• Records supplied
■ ■ ■ ■ ■ ■ ■

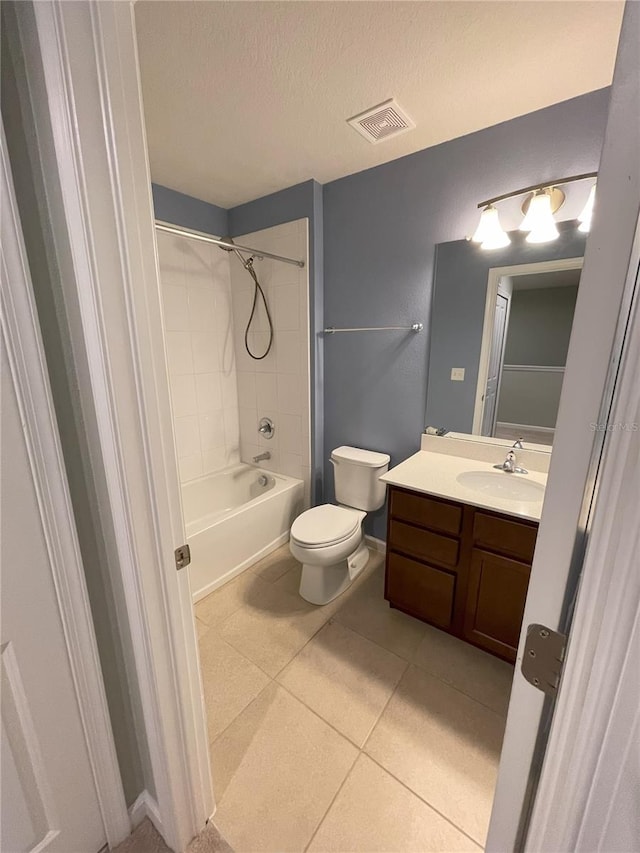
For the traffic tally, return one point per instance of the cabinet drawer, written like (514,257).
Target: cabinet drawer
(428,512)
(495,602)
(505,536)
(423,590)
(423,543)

■ ■ ■ ■ ■ ■ ■

• Problem details
Write out every line above exactly, minus images.

• Worked solution
For the traffic tally, return one point per instance of the cabinet drawer, written like (514,257).
Target: cabinet drawer
(428,512)
(495,602)
(505,536)
(423,590)
(423,543)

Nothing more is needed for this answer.